Teks yang Diberikan:
━━━━━━━━━━━━━━━━━━━━

Kisah Pemberontakan Ra Kuti yang Memaksa Raja Jayanegara Mengungsi dari Istana Majapahit

Jum'at, 07 April 2023 - 08:45 WIB
loading...
Kisah Pemberontakan Ra Kuti yang Memaksa Raja Jayanegara Mengungsi dari Istana Majapahit
Akun Instagram @AI Nusantara, mengunggah hasil imajinasi Artificial Intelligence (AI) atau kecerdasan buatan, tentang pemberontakan Ra Kuti berdasarkan novel berjudul Gajah Mada karya Langit Kresna Hariadi. Foto/Dok. @ainusantara
A A A
SUKABUMI - Duk during mati Ra Kuthi arep anga[...]bhathara. Linungan de nira maring bhathara maring Badhandher. Sah ring wngi tan ana ring wruh. Anghing wong bhayangkara angiring. Ini merupakan penggalan kalimat dari Kitab Pararaton.



Apabila diterjemahkan, kalimat tersebut berbunyi: "Ketika Ra Kuti belum mati ia ingin menjadi raja, sang raja lalu dilarikan ke Badander. Pergi pada malam hari dan tidak ada yang tahu. Hanya pasukan Bhayangkara yang mengiringi,"



Penggalan dari Kitab Pararaton tersebut, dikutib dari makalah karya Agus Aris Munandar, yang berjudul "Menelisik Lokasi Badander: Interpretasi Arkeologi-Sejarah". Makalah itu, disampaikan dalam Focus Group Discussion (FGD), bertema "Mbedander The Corner of Majapahit", pada 23-26 September 2020, yang diselenggarakan Dinas Kebudayaan dan Pariwisata Kabupaten Bojonegoro.



Dosen dari Departemen Arkeologi, Fakultas Ilmu Pengetahuan Budaya Universitas Indonesia (UI) Jakarta tersebut, dalam makalahnya menggambarkan bagaimana Kitab Pararaton menuliskan Raja Majapahit, Jayanegara harus mengungsi meninggalkan istananya, akibat pemberontakan Ra Kuti, sekitar tahun 1319 Masehi.

Usai mangkatnya Raden Wijaya, dan digantikan Raja Jayanegara, Agus Aris Munandar dalam makalahnya menyebutkan, situasi Majapahit sempat mengalami masa tenang karena tidak terjadi gelombang pemberontakan. Tetapi, memasuki sekitar tahun 1319 Masehi, pemberontakan kembali terjadi. Pemberontakan itu dilakukan seorang Dharmmaputra, bernama Ra Kuti.

Dharmaputra merupakan para pejabat yang selalu berada di lingkaran utama raja. Sehari-hari, para Dharmaputra ini bertugas di istana raja. Hal inilah yang membuat Ra Kuti dengan mudah menguasai Istana Majapahit, hingga memaksa Raja Jayanegara mengungsi dari istananya ke Desa Bedander.

━━━━━━━━━━━━━━━━━━━━

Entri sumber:
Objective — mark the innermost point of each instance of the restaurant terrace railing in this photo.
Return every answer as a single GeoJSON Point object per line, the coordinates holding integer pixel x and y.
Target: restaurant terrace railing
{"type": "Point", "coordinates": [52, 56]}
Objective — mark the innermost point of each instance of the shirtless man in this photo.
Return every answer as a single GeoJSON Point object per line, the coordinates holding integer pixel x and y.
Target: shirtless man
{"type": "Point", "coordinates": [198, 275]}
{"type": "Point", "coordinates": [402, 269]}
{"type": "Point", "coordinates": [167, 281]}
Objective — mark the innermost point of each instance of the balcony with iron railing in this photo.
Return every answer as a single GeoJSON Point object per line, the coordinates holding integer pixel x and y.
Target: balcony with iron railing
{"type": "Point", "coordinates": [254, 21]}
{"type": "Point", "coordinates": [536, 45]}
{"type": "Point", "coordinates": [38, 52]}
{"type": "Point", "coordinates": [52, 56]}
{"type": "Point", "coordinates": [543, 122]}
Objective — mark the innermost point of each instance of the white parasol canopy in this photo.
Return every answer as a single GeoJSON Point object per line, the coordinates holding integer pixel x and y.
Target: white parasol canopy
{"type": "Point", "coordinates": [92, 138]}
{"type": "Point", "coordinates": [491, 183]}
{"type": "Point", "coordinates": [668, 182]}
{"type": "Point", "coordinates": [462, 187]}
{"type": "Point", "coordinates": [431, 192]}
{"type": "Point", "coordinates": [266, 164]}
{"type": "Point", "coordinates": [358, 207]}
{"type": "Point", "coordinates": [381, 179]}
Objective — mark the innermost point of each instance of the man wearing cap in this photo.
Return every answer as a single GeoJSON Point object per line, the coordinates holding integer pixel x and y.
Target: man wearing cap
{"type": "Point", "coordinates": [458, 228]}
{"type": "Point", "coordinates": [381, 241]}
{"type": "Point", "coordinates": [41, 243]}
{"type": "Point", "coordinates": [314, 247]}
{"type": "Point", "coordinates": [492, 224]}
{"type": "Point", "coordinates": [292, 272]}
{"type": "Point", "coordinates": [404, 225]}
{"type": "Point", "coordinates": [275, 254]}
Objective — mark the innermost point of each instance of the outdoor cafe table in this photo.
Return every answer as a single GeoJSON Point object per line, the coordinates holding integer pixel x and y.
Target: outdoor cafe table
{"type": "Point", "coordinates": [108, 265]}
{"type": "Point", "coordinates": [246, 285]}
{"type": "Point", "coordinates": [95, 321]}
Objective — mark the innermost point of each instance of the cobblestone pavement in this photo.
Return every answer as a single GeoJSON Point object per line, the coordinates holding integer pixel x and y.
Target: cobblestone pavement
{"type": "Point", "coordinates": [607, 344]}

━━━━━━━━━━━━━━━━━━━━

Tugas Latihan: Menurut teks tentang pemberontakan Ra Kuti, mengapa Ra Kuti dapat dengan mudah menguasai Istana Majapahit? Jawab dalam satu sampai tiga kalimat. Gunakan teks di atas saja sebagai acuan.

Jawaban Tertulis: Ra Kuti adalah seorang Dharmaputra, yaitu pejabat yang selalu berada di lingkaran utama raja dan sehari-hari bertugas di istana raja. Kedudukan itulah yang membuatnya mudah menguasai Istana Majapahit hingga memaksa Raja Jayanegara mengungsi ke Desa Bedander.